* ACTIVITY *
Copy word for word everything in the passage on CLI trends in Indian states from "In Figure 5, we" down to "CLI post wave-2?".

* DOCUMENT PASSAGE *

--------------------

In Figure 5, we present the state level CLI trends by northern and southern states. For the ease of presentation, we include Gujarat and Maharashtra as northern and southern states, respectively, because of their relative geographic position, although they lie in western India strictly speaking. We observe that while the 7-day moving average CLI trends for southern states remain steady at relatively low levels, CLI trends in the northern states keep increasing post wave-2 which contributes majorly to the overall national CLI. There are two questions at play here – 1) Why do we see a persistence of trend in the CLI estimates at national level when daily COVID-19 cases have fallen? 2) Why do the northern and southern states exhibit different trends in CLI post wave-2?

Figure 5: Reported CLI based on CTIS India data – Selected Indian States
One potential hypothesis is the confounding of symptoms between COVID-19 and seasonal flu. Although the symptoms of COVID-19 are similar to those of the seasonal flu, including fever, cough, sore throat, chest pains, and fatigue, the addition of anosmia and dysgeusia, the loss of smell and taste have been shown to be an important indicator of whether an individual has been affected with COVID-19¹. Whether the respondents have had anosmia in 24 hours prior to the interview is one of the symptoms questions asked in the CTIS. In Figure 6, we plot the 7-day moving average of the percentage of respondents who have reported anosmia as a symptom in the selected states and by place of residence. Similar to CLI trends, we see a major divergence in the trends of anosmia by northern and southern states. Decomposition of trend in reported anosmia by place of residence also shows that the increase in reporting post wave-2 has occurred mostly in the village or rural areas.

--------------------

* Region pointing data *
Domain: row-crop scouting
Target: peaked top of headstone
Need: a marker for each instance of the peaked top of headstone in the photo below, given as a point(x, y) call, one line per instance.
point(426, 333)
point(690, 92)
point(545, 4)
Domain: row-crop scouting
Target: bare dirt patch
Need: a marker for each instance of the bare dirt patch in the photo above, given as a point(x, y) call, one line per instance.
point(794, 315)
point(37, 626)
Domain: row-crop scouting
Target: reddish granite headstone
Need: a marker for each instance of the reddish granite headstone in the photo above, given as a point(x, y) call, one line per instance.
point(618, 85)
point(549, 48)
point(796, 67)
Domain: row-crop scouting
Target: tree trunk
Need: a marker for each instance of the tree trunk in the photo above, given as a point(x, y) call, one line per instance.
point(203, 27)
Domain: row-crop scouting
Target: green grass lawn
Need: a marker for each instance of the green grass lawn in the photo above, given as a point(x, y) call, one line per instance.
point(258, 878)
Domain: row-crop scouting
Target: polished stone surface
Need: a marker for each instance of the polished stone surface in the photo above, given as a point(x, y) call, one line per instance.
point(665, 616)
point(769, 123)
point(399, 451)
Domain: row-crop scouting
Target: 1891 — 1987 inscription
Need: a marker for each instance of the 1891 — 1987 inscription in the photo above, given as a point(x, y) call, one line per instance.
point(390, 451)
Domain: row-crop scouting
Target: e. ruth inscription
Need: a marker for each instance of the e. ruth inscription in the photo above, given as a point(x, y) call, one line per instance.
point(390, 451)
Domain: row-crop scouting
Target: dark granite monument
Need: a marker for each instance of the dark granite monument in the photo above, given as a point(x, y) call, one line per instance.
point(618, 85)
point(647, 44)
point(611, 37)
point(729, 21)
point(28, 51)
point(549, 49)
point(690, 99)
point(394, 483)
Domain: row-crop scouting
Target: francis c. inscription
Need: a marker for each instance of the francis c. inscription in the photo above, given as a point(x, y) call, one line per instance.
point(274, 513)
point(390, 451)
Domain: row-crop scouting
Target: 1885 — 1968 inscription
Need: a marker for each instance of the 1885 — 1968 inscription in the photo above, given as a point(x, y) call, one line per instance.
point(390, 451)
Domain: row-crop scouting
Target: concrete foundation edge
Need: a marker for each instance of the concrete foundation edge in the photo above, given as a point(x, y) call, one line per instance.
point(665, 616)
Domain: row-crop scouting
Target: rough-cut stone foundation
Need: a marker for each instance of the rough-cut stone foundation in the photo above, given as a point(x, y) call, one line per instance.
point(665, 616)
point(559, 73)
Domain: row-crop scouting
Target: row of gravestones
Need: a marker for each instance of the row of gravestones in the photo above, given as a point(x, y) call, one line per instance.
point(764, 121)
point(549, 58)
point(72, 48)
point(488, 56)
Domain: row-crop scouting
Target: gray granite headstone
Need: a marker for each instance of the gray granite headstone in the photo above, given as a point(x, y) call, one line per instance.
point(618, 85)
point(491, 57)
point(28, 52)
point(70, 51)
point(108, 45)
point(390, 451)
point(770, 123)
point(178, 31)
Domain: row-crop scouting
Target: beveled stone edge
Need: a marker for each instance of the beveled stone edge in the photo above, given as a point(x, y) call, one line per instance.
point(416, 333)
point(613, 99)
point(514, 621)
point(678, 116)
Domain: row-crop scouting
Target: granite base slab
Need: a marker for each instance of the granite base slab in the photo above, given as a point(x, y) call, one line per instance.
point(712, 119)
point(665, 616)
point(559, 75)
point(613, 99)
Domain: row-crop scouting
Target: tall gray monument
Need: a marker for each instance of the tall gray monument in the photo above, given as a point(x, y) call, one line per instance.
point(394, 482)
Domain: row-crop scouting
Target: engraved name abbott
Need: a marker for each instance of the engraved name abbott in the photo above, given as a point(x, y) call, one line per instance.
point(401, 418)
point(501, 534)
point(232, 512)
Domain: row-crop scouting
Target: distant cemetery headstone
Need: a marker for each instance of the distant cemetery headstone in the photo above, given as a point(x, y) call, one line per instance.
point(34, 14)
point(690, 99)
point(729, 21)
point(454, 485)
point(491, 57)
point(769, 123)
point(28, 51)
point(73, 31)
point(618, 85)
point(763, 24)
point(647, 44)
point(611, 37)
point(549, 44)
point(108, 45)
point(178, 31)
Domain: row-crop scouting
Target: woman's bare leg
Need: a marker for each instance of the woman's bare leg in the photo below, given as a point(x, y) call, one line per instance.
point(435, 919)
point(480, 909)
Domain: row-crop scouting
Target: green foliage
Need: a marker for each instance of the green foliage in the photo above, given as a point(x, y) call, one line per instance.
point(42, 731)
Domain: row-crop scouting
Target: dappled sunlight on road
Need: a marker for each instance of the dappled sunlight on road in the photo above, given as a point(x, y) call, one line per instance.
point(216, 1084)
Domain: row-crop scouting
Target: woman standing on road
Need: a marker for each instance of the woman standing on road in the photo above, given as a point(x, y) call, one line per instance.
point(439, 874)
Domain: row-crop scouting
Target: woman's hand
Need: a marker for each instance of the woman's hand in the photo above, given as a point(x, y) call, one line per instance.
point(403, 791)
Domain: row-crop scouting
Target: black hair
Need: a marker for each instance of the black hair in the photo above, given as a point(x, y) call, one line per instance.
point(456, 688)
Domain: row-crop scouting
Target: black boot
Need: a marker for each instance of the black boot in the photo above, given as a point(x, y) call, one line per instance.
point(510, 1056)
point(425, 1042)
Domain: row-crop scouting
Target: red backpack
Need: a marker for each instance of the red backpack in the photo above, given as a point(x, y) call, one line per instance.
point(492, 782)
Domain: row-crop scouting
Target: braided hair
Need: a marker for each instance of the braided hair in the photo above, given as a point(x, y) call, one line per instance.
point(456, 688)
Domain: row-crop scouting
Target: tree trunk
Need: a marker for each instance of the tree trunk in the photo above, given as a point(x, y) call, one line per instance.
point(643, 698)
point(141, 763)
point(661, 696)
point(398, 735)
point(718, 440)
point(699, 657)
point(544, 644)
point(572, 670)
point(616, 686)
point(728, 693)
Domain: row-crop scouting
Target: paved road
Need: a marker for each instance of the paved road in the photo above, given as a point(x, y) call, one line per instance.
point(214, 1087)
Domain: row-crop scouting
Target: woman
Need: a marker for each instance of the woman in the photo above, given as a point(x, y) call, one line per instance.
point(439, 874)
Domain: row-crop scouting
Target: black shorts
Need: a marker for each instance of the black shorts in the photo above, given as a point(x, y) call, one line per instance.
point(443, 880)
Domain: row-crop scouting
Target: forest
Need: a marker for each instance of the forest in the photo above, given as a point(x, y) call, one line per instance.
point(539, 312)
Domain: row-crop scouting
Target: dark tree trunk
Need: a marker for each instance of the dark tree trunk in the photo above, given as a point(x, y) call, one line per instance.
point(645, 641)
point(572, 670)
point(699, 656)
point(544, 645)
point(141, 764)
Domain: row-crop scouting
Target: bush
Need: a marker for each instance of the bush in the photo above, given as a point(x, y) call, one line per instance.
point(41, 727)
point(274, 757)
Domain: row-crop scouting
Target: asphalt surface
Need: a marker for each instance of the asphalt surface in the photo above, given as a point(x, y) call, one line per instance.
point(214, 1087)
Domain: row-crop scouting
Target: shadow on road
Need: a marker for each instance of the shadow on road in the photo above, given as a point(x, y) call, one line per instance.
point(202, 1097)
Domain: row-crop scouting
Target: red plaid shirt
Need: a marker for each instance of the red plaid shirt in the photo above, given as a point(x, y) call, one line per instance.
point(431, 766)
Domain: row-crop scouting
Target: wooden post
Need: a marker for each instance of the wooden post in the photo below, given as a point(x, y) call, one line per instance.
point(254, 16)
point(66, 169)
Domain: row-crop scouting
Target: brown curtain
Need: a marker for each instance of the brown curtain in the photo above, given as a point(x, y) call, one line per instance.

--------------------

* RESPONSE FOR THIS EXERCISE *
In Figure 5, we present the state level CLI trends by northern and southern states. For the ease of presentation, we include Gujarat and Maharashtra as northern and southern states, respectively, because of their relative geographic position, although they lie in western India strictly speaking. We observe that while the 7-day moving average CLI trends for southern states remain steady at relatively low levels, CLI trends in the northern states keep increasing post wave-2 which contributes majorly to the overall national CLI. There are two questions at play here – 1) Why do we see a persistence of trend in the CLI estimates at national level when daily COVID-19 cases have fallen? 2) Why do the northern and southern states exhibit different trends in CLI post wave-2?